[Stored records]
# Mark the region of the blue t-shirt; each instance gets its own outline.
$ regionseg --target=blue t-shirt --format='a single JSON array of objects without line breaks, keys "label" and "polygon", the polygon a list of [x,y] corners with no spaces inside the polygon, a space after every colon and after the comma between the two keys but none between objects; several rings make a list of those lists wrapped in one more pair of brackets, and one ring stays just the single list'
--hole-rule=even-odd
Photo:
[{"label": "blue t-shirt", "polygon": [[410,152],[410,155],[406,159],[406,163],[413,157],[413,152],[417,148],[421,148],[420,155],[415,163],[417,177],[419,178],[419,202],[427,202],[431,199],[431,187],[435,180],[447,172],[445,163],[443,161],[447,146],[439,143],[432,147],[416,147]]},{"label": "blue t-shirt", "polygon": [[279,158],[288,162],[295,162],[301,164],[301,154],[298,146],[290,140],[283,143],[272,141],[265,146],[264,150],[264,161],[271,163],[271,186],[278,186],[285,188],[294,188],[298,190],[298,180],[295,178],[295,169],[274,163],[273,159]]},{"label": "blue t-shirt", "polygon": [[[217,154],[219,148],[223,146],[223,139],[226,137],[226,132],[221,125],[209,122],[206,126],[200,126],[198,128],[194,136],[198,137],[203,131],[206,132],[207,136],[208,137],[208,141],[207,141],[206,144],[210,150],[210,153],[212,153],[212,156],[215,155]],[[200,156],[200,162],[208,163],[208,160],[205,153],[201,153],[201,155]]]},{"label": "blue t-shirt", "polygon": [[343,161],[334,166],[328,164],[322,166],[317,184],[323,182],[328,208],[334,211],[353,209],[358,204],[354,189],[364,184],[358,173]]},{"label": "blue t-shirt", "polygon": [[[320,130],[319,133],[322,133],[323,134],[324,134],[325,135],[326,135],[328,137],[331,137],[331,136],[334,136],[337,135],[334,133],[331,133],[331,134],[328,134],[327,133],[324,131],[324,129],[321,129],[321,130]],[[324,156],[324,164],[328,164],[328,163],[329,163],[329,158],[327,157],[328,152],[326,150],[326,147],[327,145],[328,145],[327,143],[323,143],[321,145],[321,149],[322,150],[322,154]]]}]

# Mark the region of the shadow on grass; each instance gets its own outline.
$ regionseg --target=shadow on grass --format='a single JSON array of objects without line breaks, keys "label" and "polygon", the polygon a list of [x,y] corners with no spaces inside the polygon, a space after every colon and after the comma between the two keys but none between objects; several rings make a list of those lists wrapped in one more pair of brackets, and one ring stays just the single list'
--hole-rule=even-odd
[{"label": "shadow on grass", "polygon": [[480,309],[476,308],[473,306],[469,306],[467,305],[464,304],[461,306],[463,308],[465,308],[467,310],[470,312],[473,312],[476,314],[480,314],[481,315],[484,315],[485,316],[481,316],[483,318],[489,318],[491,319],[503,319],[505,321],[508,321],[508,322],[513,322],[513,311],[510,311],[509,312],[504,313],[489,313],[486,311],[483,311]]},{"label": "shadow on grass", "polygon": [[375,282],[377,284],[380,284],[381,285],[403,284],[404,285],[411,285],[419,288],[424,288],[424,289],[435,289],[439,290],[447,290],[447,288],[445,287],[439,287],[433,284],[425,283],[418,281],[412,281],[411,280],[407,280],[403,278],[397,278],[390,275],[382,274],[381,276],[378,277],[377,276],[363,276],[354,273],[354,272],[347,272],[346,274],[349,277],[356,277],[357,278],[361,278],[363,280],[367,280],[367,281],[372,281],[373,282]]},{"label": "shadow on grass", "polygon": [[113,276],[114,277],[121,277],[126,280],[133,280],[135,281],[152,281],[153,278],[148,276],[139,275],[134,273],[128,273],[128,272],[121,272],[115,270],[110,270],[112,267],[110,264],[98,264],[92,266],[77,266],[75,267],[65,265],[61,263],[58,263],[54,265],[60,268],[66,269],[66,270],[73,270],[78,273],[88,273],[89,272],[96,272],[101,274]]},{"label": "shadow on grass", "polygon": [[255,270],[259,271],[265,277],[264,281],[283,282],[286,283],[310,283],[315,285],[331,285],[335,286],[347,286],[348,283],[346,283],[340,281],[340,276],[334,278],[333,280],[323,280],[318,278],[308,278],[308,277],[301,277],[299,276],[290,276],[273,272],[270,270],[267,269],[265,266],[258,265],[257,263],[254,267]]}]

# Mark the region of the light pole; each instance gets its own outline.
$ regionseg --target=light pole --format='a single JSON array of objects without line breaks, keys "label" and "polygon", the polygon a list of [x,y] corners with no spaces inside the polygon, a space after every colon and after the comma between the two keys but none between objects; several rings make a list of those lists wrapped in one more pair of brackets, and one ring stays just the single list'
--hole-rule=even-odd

**STATED TASK**
Give back exactly the lines from the one containing "# Mark the region of the light" to the end of the material, both ends included.

**RESPONSE FOR THIS EXERCISE**
# Mark the region of the light pole; each instance gets its own outline.
$ regionseg --target=light pole --format='a single JSON array of objects without line breaks, keys "label" and "polygon", the polygon a list of [x,y] corners with no spaces inside the polygon, a space after every colon and after the comma between the two keys but none between objects; several rings make a list of those lists wrapped in one more pair of brackets, and one ring stays just the single list'
--hole-rule=even-odd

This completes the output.